▶ [EXTRACT]
·····

Costs relating to healthcare have a feature that is very different from that of virtually all the other services such as education, food, and clothing. This is the extremely high variability associated with these expenses. There are long periods when most individuals have predictable expenses which can be planned for through savings. However, there are times when some individuals face very high levels of expenditures, such when they get cancer or are severely injured in an accident. An important question that all societies need to answer is how will these expenses be paid for?
Economic theory indicates that expenses that have such an uncertain character are not best financed through savings and loans because those tools ultimately are limited by the life-time income and other expenses of that particular individual. Instead it suggests that since all individuals, including those that are completely well, face the possibility that they may need to incur such expenses at a moment’s notice, they will be better off if they paid a fixed sum of money into a pool on a regular basis, and relied on this pool to pay for these unpredictable expenses. Theory also argues that since almost all individuals don’t like risk, participating in such an arrangement will reduce the level of risk that they experience, and even if they never need to draw on the pool, they will feel better. However, despite the strength of the argument, the global experience is that most individuals do not spontaneously choose to participate in such an arrangement. There are a number of reasons for this, including poverty, and potentially the fact that evolution designed the human race to give little or no importance to the risk of falling seriously ill or dying sometime in the future. This is a core problem with which countries around the world have grappled.

·····

▶ [WHAT TO DO]
1. Please list every service that the healthcare costs extract names as an example of the "other services" whose costs differ from healthcare costs.
2. Continue the text on paying for healthcare costs, starting right after its final sentence.

[Source records]

·····

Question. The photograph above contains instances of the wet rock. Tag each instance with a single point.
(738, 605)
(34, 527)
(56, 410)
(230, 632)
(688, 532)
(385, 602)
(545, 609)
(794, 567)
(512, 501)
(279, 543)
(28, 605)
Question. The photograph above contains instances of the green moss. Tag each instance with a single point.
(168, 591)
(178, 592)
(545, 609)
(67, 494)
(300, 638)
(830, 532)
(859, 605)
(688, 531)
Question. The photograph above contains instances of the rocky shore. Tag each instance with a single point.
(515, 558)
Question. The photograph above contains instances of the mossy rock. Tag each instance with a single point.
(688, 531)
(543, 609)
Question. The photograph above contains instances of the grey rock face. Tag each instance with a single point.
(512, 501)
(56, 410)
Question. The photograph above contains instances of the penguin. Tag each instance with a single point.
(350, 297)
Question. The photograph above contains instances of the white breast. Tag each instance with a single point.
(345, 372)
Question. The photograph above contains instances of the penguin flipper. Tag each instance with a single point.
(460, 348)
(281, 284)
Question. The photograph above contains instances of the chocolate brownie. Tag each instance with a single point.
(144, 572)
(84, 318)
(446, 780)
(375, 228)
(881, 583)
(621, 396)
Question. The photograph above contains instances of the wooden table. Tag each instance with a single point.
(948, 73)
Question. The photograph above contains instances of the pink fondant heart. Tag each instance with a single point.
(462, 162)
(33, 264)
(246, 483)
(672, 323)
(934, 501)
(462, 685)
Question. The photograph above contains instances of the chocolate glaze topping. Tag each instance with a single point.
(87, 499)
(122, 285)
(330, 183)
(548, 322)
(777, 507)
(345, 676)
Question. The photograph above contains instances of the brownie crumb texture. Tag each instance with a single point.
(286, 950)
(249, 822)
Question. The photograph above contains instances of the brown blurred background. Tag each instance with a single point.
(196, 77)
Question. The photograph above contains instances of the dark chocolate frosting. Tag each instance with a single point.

·····

▶ [ANSWERS FOR THE EXERCISE]
1. education, food, clothing

2.
In upper income countries the most popular solution has been to use payment of taxes as a pooling mechanism and then to offer free healthcare services to individuals when they need them. Unlike in India where only 15-20 percent of the health expenditure is met out of tax resources, in the US the number is 50 percent and in Canada and the UK it goes up to as high as 80 percent. Others, like Germany and Japan require employers to compulsorily deduct a certain portion of the employee’s salary and pay this into one or more pools of funds. These countries then use their tax resources to pay into these pools on behalf of those that are not able to pay because of poverty or unemployment, and to shore up pools themselves if, for some reason, they run out of money. Compulsory deductions account for close to 60-65 percent of health expenditure in these countries. India’s Employee State Insurance Scheme has a similar character but currently accounts for less than 1 percent of annual health expenditures.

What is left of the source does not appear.